[TASK TO CARRY OUT] Output all of the data below exactly as given.

[LISTED RECORDS]

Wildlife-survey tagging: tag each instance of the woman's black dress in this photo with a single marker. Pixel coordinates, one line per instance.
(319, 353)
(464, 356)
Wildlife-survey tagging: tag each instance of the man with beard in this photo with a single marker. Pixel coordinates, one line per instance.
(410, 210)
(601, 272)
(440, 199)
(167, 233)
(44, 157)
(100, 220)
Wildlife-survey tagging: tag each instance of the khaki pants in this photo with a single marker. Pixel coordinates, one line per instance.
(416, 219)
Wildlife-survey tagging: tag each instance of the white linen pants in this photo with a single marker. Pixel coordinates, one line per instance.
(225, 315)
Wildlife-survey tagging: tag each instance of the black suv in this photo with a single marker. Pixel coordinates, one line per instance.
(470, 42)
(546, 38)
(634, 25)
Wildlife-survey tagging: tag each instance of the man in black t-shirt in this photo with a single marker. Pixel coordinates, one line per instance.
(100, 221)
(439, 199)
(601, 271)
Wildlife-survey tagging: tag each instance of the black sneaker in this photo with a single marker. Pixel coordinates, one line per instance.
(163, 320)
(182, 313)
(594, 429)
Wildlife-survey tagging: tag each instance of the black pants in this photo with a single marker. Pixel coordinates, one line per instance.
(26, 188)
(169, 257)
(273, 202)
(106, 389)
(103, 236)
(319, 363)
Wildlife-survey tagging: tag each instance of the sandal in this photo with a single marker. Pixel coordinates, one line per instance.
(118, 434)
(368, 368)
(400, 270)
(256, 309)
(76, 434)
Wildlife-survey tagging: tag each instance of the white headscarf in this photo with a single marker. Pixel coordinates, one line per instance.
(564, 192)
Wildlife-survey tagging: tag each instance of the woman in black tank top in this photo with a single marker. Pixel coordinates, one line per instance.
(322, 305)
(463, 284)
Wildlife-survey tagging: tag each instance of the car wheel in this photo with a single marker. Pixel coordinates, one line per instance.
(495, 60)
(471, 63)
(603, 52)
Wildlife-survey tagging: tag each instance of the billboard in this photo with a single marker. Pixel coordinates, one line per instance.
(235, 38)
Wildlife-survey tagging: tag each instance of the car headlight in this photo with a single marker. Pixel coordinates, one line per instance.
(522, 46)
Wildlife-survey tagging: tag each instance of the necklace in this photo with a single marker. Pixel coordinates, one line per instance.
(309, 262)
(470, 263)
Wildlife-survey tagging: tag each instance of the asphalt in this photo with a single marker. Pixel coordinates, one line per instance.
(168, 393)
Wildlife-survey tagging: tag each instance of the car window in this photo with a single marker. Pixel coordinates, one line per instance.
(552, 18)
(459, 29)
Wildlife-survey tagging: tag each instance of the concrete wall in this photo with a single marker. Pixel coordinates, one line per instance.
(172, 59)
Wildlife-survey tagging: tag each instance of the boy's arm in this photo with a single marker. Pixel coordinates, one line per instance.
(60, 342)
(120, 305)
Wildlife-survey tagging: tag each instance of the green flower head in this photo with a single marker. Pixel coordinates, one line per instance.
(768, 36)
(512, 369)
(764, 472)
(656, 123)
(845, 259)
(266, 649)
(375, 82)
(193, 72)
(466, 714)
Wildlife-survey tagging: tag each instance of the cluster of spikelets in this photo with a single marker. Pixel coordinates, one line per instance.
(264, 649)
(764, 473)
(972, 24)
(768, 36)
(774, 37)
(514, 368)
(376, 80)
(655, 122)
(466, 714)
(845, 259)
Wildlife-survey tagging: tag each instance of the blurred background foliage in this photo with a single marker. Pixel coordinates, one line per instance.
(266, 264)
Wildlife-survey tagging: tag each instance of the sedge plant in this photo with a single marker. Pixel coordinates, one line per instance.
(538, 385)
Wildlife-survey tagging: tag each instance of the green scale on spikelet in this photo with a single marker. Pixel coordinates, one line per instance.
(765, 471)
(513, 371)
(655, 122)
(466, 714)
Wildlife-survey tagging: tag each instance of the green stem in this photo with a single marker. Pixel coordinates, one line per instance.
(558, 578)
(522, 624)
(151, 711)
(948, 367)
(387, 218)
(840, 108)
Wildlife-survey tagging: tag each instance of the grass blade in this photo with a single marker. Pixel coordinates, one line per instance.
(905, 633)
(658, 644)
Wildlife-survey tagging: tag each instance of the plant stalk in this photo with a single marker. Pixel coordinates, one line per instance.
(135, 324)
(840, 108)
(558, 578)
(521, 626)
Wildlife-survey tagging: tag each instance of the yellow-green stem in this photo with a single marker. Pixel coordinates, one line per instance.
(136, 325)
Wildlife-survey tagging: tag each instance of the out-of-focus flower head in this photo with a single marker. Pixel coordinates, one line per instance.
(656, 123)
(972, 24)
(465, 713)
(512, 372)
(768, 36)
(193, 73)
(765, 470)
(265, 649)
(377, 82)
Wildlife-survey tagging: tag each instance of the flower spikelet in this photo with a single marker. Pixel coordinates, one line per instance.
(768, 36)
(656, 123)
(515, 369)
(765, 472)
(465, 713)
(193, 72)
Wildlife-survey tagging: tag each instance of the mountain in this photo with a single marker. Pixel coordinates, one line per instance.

[RESPONSE FOR THIS EXERCISE]
Wildlife-survey tagging: tag each instance of the woman's black dress in this photo with a single marker. Pixel coordinates, one line per instance.
(319, 353)
(464, 356)
Wildlife-survey tagging: tag each instance of the man with beard in this photo with a single marker. Pixel coordinates, one line per instance.
(410, 210)
(601, 272)
(440, 199)
(167, 233)
(44, 157)
(100, 220)
Wildlife-survey tagging: tag each instance of the khaki pants in this photo with a single marker. Pixel coordinates, one line per instance.
(416, 219)
Wildlife-survey tagging: tag each instance of the white linen pants in this photo with a single marker. Pixel coordinates, one line per instance.
(225, 315)
Wildlife-survey tagging: tag each instance of the black suv in this photo with a single marker. Pixel coordinates, one line per instance.
(470, 42)
(546, 38)
(634, 25)
Wildlife-survey tagging: tag each instance of the man in black t-shirt in this photo with a single marker. Pixel coordinates, one line per instance.
(100, 221)
(439, 199)
(601, 271)
Wildlife-survey tagging: tag each instance of the black sneaker in this photo with a single marker. Pixel coordinates, one line per instance.
(163, 320)
(182, 313)
(594, 429)
Wildlife-survey tagging: tag each instance of the black pants in this photo with a single marker. Pixel coordinates, one line per instance.
(26, 188)
(169, 257)
(273, 202)
(106, 389)
(103, 236)
(319, 363)
Wildlife-survey tagging: tag each instance of the sandal in this photo with a single marker. Pixel coordinates, one line per instance.
(118, 434)
(368, 368)
(400, 270)
(256, 309)
(76, 434)
Wildlife-survey tagging: tag each instance of the white headscarf in this photo with a single marker. Pixel coordinates, one line per instance.
(564, 192)
Wildlife-survey tagging: tag each instance of the woman in black tank top in this photo with a single marker. Pixel coordinates, one line per instance.
(322, 305)
(463, 284)
Wildlife-survey tagging: tag each instance of the car wheel in this photo with a single marker. Pixel coordinates, one line per instance.
(495, 60)
(471, 63)
(603, 52)
Wildlife-survey tagging: tag each instance of the billboard in this photo with a single marker. Pixel coordinates, one line per instance.
(235, 38)
Wildlife-survey tagging: tag each instance of the car headlight in this photo with a single marker. Pixel coordinates, one line per instance.
(522, 46)
Wildlife-survey tagging: tag each instance of the necklace in this photo with a single marker. Pixel coordinates, one line per instance.
(309, 262)
(470, 263)
Wildlife-survey tagging: tag each instance of the asphalt in this photo with a single marker. Pixel coordinates, one line per instance.
(168, 393)
Wildlife-survey tagging: tag each instance of the car window in this photo with a single marker. Pixel coordinates, one line per instance.
(552, 18)
(459, 29)
Wildlife-survey tagging: tag each instance of the concrete wall in this photo with a single marker. Pixel coordinates, one line per instance.
(172, 59)
Wildlife-survey tagging: tag each instance of the boy's arm in this photo with a single marker. Pixel coordinates, one line per instance.
(60, 342)
(120, 305)
Wildlife-survey tagging: tag each instance of the green flower head in this photo with a single marker. Pixel coordinates, one line per instance.
(768, 36)
(512, 369)
(764, 472)
(656, 123)
(845, 259)
(266, 649)
(375, 82)
(193, 72)
(466, 714)
Wildlife-survey tagging: tag each instance of the cluster of spikelets in this photo with a single marker. Pixel coordinates, one line per instance.
(264, 649)
(764, 473)
(972, 24)
(768, 36)
(774, 37)
(514, 368)
(376, 80)
(655, 122)
(466, 714)
(845, 259)
Wildlife-survey tagging: tag each instance of the blurred background foliage in this photo with a single marker. Pixel coordinates, one line per instance.
(266, 264)
Wildlife-survey tagging: tag each instance of the sedge plant in this photo with a single marker. Pixel coordinates, one line per instance.
(538, 385)
Wildlife-survey tagging: tag each instance of the green scale on spikelet in this photo with a single marker. Pixel coordinates, one line per instance.
(765, 471)
(513, 371)
(655, 122)
(466, 714)
Wildlife-survey tagging: tag each instance of the green stem in this photo with a single marker. Pixel coordinates, one line per instance.
(558, 578)
(522, 624)
(151, 711)
(948, 367)
(387, 218)
(840, 108)
Wildlife-survey tagging: tag each instance of the grass blade in this photo with a single marker. Pixel coordinates, one line per instance.
(905, 633)
(658, 644)
Wildlife-survey tagging: tag each instance of the plant stalk in this photo with a single marker. Pixel coordinates, one line per instance.
(135, 324)
(840, 108)
(558, 578)
(521, 626)
Wildlife-survey tagging: tag each instance of the yellow-green stem in this photo with a single marker. Pixel coordinates, one line per instance.
(136, 325)
Wildlife-survey tagging: tag each instance of the out-of-focus flower head in this photo with a single marker. Pixel coordinates, one line per instance.
(656, 123)
(972, 24)
(465, 713)
(512, 372)
(768, 36)
(193, 73)
(765, 470)
(265, 649)
(377, 82)
Wildlife-survey tagging: tag each instance of the flower spikelet in this photo with a single marker. Pixel coordinates, one line per instance.
(768, 36)
(656, 123)
(515, 369)
(765, 472)
(465, 713)
(193, 72)
Wildlife-survey tagging: tag each instance of the mountain in this photo with a single marker. Pixel coordinates, one line per instance.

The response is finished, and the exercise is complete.